» STUDY TEXT

Please don't tell me what is a slap in the face and what is not.
That's not up to you here. It's up to Tonya, and the statistics suggest that it feels just like that to her. (Even if it doesn't, when you make public comments, it affects all of us.)
I have gender identity disorder myself, and it's frustrating to me.
It sucks, and I wouldn't trade it away. it gives me a unique perspective on the world. Trans people tend to have greater emotional intelligence, higher IQs, and increased perception. It handily makes up for my Aspergers. The frustrating parts are society's treatment of trans people, and not being able to transition early, which is the only therapy that works, because it's a physical disorder; the brain works fine. The only actual harms to trans people all come from outside sources: shame, guilt, judgment, lack of empathy (even intellectual empathy). You don't appear to believe so, but this is the sort of thing that your comments will invoke in people.
Because it's a physical disorder, the DMC-5, the American Psychiatric Association's primary diagnostic tool, now lists it as Gender Dysphoria. This is *important*. Calling trans people "disordered" is another gut-punch to their confidence, and thus their ability to function. The relatively new name and description demonstrates that the APA recognizes the problem: the body is out of sync, and the person suffers depression, anxiety and more from the combination of that and social disapproval. People who transition, especially EARLY, tend to do quite well. Those who don't... well, that's where we get the 41% attempted suicide rate from.
Judging trans people adds to that 41% rate, nine times the national average. That you have gender identity difficulties (I won't call you trans unless you do, except by accident) doesn't change that. There are lots of self-hating gay and bi people who do harm to other gay and bi people.
If you want me not to put my emotions ahead of yours concerning your life, please set the example and don't put yours ahead of mine concerning my life.
I did not do that. This isn't about your life. It's about how you speak to other people and the effect it has on them, which is much more negative than you realize.

» INSTRUCTIONS
1. Answer these questions from the comment about gender dysphoria:
(a) What does the writer call the only therapy that works?
(b) What attempted suicide rate does the comment cite?
(c) How many times the national average does the comment say that rate is?
2. Write out the comment about gender dysphoria word for word, between "It sucks, and" and "invoke in people.", inclusive.
3. Carry the comment about gender dysphoria forward from its final sentence.

» SUPPLIED MATERIAL
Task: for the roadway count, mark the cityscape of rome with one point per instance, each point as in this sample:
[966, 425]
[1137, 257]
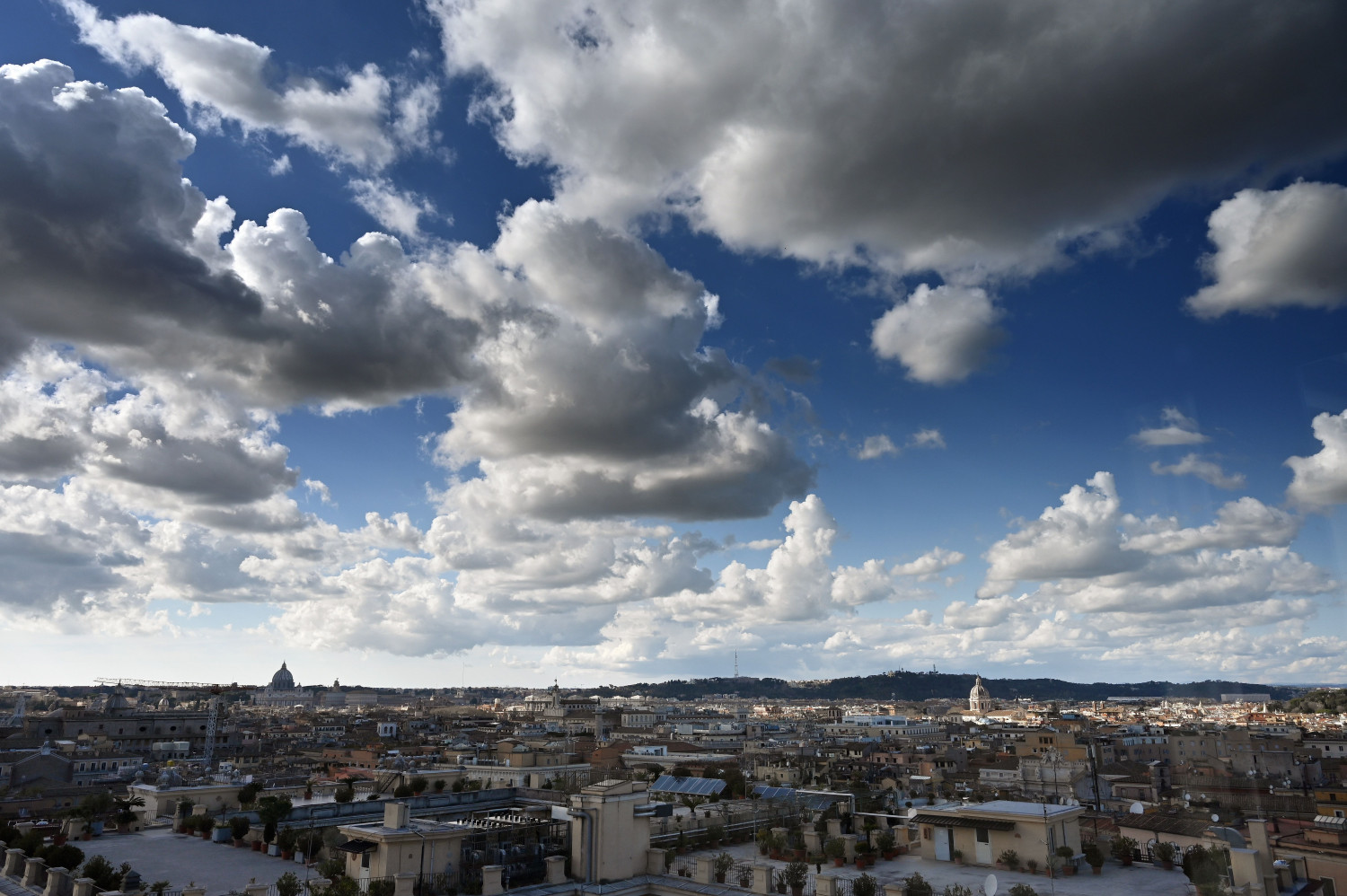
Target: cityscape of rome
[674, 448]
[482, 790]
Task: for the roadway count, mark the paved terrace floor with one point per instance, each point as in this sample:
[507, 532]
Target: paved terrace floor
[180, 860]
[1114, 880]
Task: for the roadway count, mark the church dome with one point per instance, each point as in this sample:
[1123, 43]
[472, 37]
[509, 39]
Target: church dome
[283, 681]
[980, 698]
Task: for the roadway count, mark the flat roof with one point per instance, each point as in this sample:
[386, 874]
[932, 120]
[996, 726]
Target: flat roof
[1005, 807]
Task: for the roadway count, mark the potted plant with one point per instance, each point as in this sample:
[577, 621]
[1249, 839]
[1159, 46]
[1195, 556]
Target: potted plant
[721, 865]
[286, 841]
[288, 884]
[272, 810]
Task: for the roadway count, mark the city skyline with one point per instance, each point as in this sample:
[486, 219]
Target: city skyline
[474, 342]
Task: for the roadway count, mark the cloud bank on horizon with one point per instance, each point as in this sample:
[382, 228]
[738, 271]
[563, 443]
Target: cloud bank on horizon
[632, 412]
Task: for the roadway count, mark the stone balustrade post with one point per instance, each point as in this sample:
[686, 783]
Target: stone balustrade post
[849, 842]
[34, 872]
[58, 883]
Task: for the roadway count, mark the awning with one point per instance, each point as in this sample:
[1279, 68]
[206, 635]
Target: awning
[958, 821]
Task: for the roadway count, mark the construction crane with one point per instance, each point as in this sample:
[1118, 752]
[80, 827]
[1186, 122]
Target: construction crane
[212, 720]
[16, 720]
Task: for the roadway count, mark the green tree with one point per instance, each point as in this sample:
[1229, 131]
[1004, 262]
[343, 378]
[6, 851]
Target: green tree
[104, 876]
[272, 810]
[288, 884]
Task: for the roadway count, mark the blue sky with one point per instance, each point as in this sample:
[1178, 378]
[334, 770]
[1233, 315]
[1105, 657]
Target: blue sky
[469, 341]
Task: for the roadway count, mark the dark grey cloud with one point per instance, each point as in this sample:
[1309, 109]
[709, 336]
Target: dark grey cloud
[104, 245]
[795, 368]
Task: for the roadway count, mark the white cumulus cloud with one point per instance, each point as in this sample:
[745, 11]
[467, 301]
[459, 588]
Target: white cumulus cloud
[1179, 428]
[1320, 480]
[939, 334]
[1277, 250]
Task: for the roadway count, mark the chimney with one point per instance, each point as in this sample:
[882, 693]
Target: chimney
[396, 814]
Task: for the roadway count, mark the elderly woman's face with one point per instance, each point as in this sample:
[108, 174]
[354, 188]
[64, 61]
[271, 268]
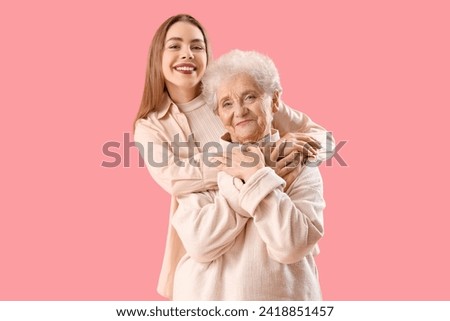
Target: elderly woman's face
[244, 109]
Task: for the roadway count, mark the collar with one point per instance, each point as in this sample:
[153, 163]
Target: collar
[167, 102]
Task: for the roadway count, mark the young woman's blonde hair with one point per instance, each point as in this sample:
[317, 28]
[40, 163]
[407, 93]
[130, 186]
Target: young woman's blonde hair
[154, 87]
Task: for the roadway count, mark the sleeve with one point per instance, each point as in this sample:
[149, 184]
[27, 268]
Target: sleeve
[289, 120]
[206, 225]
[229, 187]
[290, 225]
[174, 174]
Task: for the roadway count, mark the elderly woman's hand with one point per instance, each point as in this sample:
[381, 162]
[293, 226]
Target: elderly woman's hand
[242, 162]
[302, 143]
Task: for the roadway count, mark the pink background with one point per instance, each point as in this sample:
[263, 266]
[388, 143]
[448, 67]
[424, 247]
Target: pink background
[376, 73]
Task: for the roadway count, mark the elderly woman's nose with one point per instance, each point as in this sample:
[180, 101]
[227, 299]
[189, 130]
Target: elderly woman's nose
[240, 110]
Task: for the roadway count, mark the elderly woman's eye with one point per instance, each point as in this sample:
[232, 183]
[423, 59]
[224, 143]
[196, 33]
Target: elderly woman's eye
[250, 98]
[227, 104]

» LIST OF ANSWERS
1.
(a) Transitioning early.
(b) 41%.
(c) Nine times.

2.
It sucks, and I wouldn't trade it away. it gives me a unique perspective on the world. Trans people tend to have greater emotional intelligence, higher IQs, and increased perception. It handily makes up for my Aspergers. The frustrating parts are society's treatment of trans people, and not being able to transition early, which is the only therapy that works, because it's a physical disorder; the brain works fine. The only actual harms to trans people all come from outside sources: shame, guilt, judgment, lack of empathy (even intellectual empathy). You don't appear to believe so, but this is the sort of thing that your comments will invoke in people.

3.
Below is a quote from Neil Carter's blog. It was specifically about the treatment of atheists, but I feel it's appropriate here:
This is not love. You cannot love people while ignoring everything they tell you about themselves. You are not loving people when you refuse to listen to their stories. You are not loving them well when you decide before hearing them that you already know all that you need to know about them, overruling their own self-descriptions and self-identifications because you are convinced you know better than they do what’s going on inside of them. When you continually speak of people in terms to which they cannot agree, you are not showing them respect or validating them as real people. This... represents a grievous failure to love people like me... If you say you are to be known by how you love, then this should upset you. The words may be there, but the thing your words promise is not.
This isn't even about you in that sense, it's about actual basic respect of relating to a friend as she wishes to be related to.
But fine, I'll leave you be. The reason I posted is that I want you to see that your words do hurt. I felt the need to respond to you publicly because you are publicly demeaning and ignoring her self-identity. If you had done this in private I wouldn't have known about it.
Because doing something like this is cruel. At best, it's at least incredibly gauche. Because the whole thing is predicated upon respect; you refer to someone as they wish to be referred to, because that's basic human decency.
This is why, as you have indicated above that you identify as male, and you wish to be referred to with male pronouns, I would do so because I would have basic decency and respect for your identity.